Output every line of the records below as a JSON list of strings, one string per line, leaving out blank lines and the pictures.

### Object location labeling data
^^^^^^^^^^^^^^^^

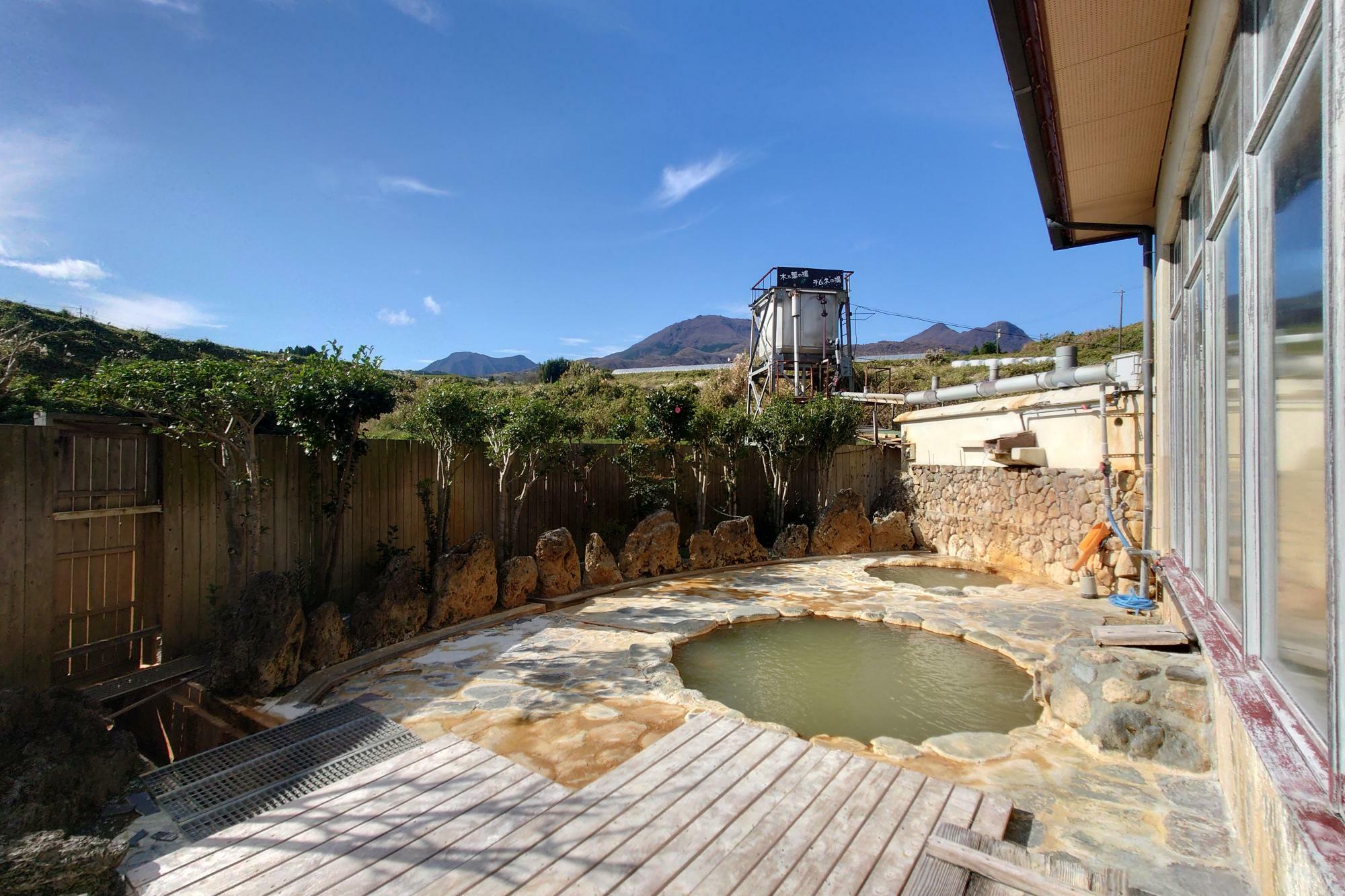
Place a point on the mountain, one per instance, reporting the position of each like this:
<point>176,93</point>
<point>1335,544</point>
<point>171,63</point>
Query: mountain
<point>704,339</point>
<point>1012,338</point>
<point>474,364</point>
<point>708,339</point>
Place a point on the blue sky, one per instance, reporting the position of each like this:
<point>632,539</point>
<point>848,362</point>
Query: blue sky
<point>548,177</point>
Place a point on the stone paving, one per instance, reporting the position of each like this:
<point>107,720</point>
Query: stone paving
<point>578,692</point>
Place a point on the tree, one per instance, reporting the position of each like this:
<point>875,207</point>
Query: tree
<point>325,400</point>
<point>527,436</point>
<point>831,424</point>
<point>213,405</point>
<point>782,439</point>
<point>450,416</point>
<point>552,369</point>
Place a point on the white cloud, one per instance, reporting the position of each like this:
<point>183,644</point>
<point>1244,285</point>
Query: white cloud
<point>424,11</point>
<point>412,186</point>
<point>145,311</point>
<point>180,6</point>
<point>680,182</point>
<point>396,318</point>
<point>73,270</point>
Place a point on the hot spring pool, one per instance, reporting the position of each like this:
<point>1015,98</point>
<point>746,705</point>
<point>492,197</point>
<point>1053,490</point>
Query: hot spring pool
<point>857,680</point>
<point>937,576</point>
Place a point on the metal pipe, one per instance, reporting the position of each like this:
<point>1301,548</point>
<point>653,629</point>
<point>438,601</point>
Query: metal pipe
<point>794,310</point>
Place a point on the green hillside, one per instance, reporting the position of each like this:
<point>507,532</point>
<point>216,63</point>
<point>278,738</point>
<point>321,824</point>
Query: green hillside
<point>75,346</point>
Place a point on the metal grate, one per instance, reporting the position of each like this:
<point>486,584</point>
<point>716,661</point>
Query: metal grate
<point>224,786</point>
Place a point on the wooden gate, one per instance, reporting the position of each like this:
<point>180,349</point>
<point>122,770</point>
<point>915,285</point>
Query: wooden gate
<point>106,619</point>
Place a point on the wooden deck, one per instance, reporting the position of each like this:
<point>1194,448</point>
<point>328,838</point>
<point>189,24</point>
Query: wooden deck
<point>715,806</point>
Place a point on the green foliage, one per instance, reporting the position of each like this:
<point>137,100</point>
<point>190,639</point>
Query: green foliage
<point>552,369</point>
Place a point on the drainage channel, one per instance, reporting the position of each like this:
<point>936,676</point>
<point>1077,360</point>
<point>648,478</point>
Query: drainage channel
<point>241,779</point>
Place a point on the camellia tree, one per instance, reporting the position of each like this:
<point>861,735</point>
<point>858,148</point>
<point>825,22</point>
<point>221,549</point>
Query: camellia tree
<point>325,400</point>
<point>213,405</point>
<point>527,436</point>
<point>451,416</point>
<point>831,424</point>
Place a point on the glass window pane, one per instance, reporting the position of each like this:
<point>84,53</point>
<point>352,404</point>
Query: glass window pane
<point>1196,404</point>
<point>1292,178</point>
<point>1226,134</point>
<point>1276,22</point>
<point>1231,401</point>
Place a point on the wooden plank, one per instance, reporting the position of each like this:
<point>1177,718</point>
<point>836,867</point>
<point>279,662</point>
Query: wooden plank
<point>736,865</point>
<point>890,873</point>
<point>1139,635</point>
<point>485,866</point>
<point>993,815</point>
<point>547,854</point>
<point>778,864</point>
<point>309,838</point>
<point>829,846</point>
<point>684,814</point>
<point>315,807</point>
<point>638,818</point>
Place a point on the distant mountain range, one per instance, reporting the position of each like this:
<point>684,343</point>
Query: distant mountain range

^^^^^^^^^^^^^^^^

### Finished answer
[
  "Place a point on the mountain, one per instance, reporting the position of each like this:",
  "<point>176,93</point>",
  "<point>1335,544</point>",
  "<point>171,63</point>",
  "Query: mountain",
  "<point>704,339</point>",
  "<point>1012,338</point>",
  "<point>474,364</point>",
  "<point>708,339</point>",
  "Place a point on the blue sky, one per instance, reporting the position of each like this:",
  "<point>632,539</point>",
  "<point>848,362</point>",
  "Query: blue sky",
  "<point>548,177</point>",
  "Place a point on the stone paving, one per instance, reporting the position of each like this:",
  "<point>107,720</point>",
  "Query: stone paving",
  "<point>578,692</point>",
  "Place a point on the tree, one per instance, reporting the position of each like this:",
  "<point>875,207</point>",
  "Query: tree",
  "<point>325,400</point>",
  "<point>527,436</point>",
  "<point>831,424</point>",
  "<point>213,405</point>",
  "<point>782,439</point>",
  "<point>450,416</point>",
  "<point>552,369</point>",
  "Place a point on the white cloud, one per instance, reporting the position of each like this:",
  "<point>183,644</point>",
  "<point>1244,285</point>",
  "Query: white cloud",
  "<point>424,11</point>",
  "<point>412,186</point>",
  "<point>145,311</point>",
  "<point>180,6</point>",
  "<point>680,182</point>",
  "<point>396,318</point>",
  "<point>73,270</point>",
  "Place a point on the hot spring pool, one per instance, reporting the position of each like this:",
  "<point>1015,98</point>",
  "<point>746,705</point>",
  "<point>492,197</point>",
  "<point>1053,490</point>",
  "Query: hot spring pool",
  "<point>857,680</point>",
  "<point>937,576</point>",
  "Place a point on the metal pipe, one per instance, reporting the position of each like this:",
  "<point>1301,548</point>",
  "<point>653,629</point>",
  "<point>438,601</point>",
  "Query: metal pipe",
  "<point>794,310</point>",
  "Place a point on the green hillside, one per instance, reporting the position of each like this:",
  "<point>507,532</point>",
  "<point>216,63</point>",
  "<point>278,738</point>",
  "<point>321,824</point>",
  "Query: green hillside",
  "<point>75,346</point>",
  "Place a point on the metal grate, one per instance, reporting the position of each like this:",
  "<point>486,584</point>",
  "<point>716,661</point>",
  "Query: metal grate",
  "<point>224,786</point>",
  "Place a point on the wooden gate, one per instance, reporting the position of each like this:",
  "<point>180,349</point>",
  "<point>122,770</point>",
  "<point>915,285</point>",
  "Query: wooden gate",
  "<point>106,619</point>",
  "Place a point on the wooden deck, one per instance, reporting the position of each like this:",
  "<point>1194,448</point>",
  "<point>328,838</point>",
  "<point>189,24</point>",
  "Query: wooden deck",
  "<point>715,806</point>",
  "Place a point on the green foliage, one per instance, reporting the position of each like this:",
  "<point>137,100</point>",
  "<point>190,639</point>",
  "Query: green foliage",
  "<point>552,369</point>",
  "Place a point on the drainage channel, one per instance, reporting the position of each like this:",
  "<point>936,676</point>",
  "<point>1077,360</point>",
  "<point>648,478</point>",
  "Query: drainage channel",
  "<point>241,779</point>",
  "Place a point on the camellia tree, one per instance, reporting the position of each like this:",
  "<point>861,735</point>",
  "<point>858,148</point>",
  "<point>825,22</point>",
  "<point>221,549</point>",
  "Query: camellia tree",
  "<point>325,400</point>",
  "<point>213,405</point>",
  "<point>527,436</point>",
  "<point>451,416</point>",
  "<point>831,424</point>",
  "Place a point on the glass window pane, one per instance, reporting the position of each like this:",
  "<point>84,53</point>",
  "<point>352,404</point>",
  "Query: glass window pane",
  "<point>1196,404</point>",
  "<point>1292,178</point>",
  "<point>1226,134</point>",
  "<point>1276,22</point>",
  "<point>1231,401</point>",
  "Place a point on the wooden plank, one per instance, reporting the position of each like this:",
  "<point>1177,718</point>",
  "<point>836,867</point>",
  "<point>279,662</point>",
  "Query: wooden plank",
  "<point>736,865</point>",
  "<point>890,873</point>",
  "<point>1139,635</point>",
  "<point>485,866</point>",
  "<point>993,815</point>",
  "<point>547,854</point>",
  "<point>778,864</point>",
  "<point>309,838</point>",
  "<point>829,846</point>",
  "<point>684,814</point>",
  "<point>315,807</point>",
  "<point>638,818</point>",
  "Place a point on the distant mountain range, one per instance, reporting the position of each like this:",
  "<point>684,343</point>",
  "Query: distant mountain range"
]